EXERCISE GOAL ▸
Write out the full listing again, exactly as it stands.

INPUT MATERIAL ▸
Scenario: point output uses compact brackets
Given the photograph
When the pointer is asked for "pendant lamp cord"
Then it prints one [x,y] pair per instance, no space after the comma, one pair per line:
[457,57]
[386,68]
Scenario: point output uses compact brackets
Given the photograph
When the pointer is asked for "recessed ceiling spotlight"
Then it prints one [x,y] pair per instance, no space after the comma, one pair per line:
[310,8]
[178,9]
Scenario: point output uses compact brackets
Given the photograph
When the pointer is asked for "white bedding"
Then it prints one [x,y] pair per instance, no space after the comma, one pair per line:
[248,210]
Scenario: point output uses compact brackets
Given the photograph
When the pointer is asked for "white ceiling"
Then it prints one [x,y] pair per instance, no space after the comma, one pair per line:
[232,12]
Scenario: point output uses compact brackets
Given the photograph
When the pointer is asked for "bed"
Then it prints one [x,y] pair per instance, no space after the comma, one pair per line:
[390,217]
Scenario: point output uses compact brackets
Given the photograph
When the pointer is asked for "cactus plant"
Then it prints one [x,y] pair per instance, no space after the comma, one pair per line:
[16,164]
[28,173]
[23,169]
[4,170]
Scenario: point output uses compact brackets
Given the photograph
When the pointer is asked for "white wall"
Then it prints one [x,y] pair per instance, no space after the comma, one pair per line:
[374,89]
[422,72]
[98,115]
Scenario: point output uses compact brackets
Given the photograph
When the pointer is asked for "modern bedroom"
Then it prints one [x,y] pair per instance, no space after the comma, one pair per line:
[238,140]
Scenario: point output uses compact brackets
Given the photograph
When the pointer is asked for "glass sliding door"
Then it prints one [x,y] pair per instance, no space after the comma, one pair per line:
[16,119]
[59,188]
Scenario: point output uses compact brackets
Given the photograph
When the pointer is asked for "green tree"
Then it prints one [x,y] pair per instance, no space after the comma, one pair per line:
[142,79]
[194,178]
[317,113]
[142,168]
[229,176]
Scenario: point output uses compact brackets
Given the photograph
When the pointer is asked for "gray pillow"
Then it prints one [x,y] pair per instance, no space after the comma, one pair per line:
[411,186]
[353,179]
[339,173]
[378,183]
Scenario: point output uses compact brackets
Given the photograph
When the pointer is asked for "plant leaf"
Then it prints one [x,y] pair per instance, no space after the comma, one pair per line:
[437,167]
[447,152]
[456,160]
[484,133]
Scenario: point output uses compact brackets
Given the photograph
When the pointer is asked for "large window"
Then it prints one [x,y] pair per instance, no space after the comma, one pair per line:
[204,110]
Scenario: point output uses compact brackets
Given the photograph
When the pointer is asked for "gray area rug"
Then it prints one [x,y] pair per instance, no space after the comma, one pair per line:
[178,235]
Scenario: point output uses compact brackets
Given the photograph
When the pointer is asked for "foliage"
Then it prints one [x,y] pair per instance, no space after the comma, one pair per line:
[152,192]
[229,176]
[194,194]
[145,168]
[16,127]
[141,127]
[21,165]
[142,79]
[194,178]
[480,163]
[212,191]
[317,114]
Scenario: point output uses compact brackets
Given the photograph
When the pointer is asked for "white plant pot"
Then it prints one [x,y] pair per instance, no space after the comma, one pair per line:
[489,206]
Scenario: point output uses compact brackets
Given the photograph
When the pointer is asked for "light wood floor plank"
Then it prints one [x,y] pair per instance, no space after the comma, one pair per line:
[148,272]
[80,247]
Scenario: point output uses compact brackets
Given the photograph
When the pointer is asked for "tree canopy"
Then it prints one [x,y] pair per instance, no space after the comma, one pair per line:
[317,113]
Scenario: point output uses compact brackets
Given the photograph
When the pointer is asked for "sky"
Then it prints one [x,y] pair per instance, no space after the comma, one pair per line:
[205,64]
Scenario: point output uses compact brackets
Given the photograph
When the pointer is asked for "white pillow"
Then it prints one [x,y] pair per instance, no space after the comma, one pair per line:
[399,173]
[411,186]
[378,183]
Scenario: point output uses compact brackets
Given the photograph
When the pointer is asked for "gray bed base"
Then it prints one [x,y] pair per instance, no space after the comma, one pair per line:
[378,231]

OUTPUT FOR THIS TASK ▸
Scenario: point output uses compact brackets
Given the photograph
When the pointer is asked for "pendant lamp cord"
Then it prints one [x,y] pair per instance, no space after the comma, one pair per line:
[457,57]
[386,68]
Scenario: point output uses compact brackets
Given the photograph
When the pointer is asked for "recessed ceiling spotlight"
Then it prints one [x,y] pair per instance, no space after the comma, one pair per line:
[310,8]
[178,9]
Scenario: point output uses compact brackets
Given the photograph
When the pointer is asked for "white bedding"
Then it prints one [x,y] pair per instance, no space after the comma, one pair per line:
[248,210]
Scenario: point output uses compact brackets
Given the photograph
When the pointer is asked for "white ceiling"
Then it prints one [x,y] pair per instance, no space after the comma, one pair per line:
[232,12]
Scenario: point output uses compact brackets
Given the photograph
When the pointer is asked for "bed"
Then it prints one [x,y] pair per instance, no space after the comma, one pair per line:
[390,217]
Scenario: point output uses compact brackets
Given the photograph
When the pointer is asked for "cactus plant"
Then it prints one [x,y] pair per instance, no space after the comma, one pair per line:
[16,164]
[28,173]
[23,169]
[4,170]
Scenario: point output uses compact brackets
Given the photograph
When the pointer is asked for "white wall"
Then it prints one [x,y] pair per instance, no space after the comma, one pair per line:
[374,89]
[422,72]
[98,115]
Scenario: point output uses compact brackets
Given the photograph
When the pointer is asked for "modern bedroom"
Then it prints one [x,y] pair per instance, no space after the comma, one pair per line:
[238,140]
Scenario: point output uses compact brackets
Given the photograph
When the pointer is asked for "glass sliding door"
Then it prints one [x,y] pair per instance, no space after the comma, one pair per line:
[16,119]
[59,188]
Scenario: point output uses compact brackets
Given the photograph
When the pointer is asked for "green tree"
Then it prints one [x,y] pair per instance, no space after the comma, one pair per line:
[142,79]
[194,178]
[317,113]
[142,168]
[229,176]
Scenario: point output uses compact brackets
Given the photograph
When the pointer is asked for "gray pillow"
Then it prints one [x,y] pair per instance, no space after the comma, one pair per line:
[411,186]
[353,179]
[339,173]
[378,183]
Scenario: point output uses compact brackets
Given the photograph
When the pointer is asked for "plant leaf"
Then it prints one [x,y] pair per instance, no space after the comma, one pair per line:
[437,167]
[447,152]
[456,160]
[484,133]
Scenario: point output uses compact brackets
Given the photograph
When the pointer is asked for "large window"
Then it prints one [x,y] pair per instance, no space after the comma, one pair per line:
[204,110]
Scenario: point output uses compact brackets
Given the photograph
When the pointer is asked for "gray area rug"
Then it prints one [x,y] pair per instance, no space after the comma, one pair per line:
[178,235]
Scenario: point output uses compact brackets
Given the photograph
When the pointer is asked for "foliage"
Then it prints one [x,y] pair per instance, no space after the comma, one pair per line:
[152,192]
[229,176]
[194,194]
[145,168]
[16,127]
[141,127]
[21,165]
[142,79]
[194,178]
[480,163]
[212,191]
[317,114]
Scenario: point output uses compact brackets
Given the photograph
When the pointer is asked for "white plant pot"
Then it prints one [x,y] pair per instance, no space after the comma, one pair per line:
[489,206]
Scenario: point output uses compact brackets
Given the photograph
When the pointer is asked for "light wood floor plank"
Then it prints one [x,y] pair per instance, no space after the comma, one pair per line:
[148,272]
[80,247]
Scenario: point output uses compact brackets
Given the photograph
When the pointer is asked for "tree canopy"
Then it prints one [x,y] pair per instance, no space after the comma, one pair per line:
[317,113]
Scenario: point output uses compact brackets
Given the photograph
When the pointer is asked for "sky"
Then it prints one [x,y] pair per instance, no space after the comma, one pair per line:
[205,64]
Scenario: point output uses compact brackets
Given the photograph
When the pointer is asked for "white pillow"
Then it prints one [x,y] pair per instance, no space after the comma, one pair per line:
[399,173]
[411,186]
[378,183]
Scenario: point output uses compact brackets
Given the photograph
When the pointer is asked for "gray bed base"
Then it prints one [x,y] pair per instance, no space after the comma, one pair per line:
[378,231]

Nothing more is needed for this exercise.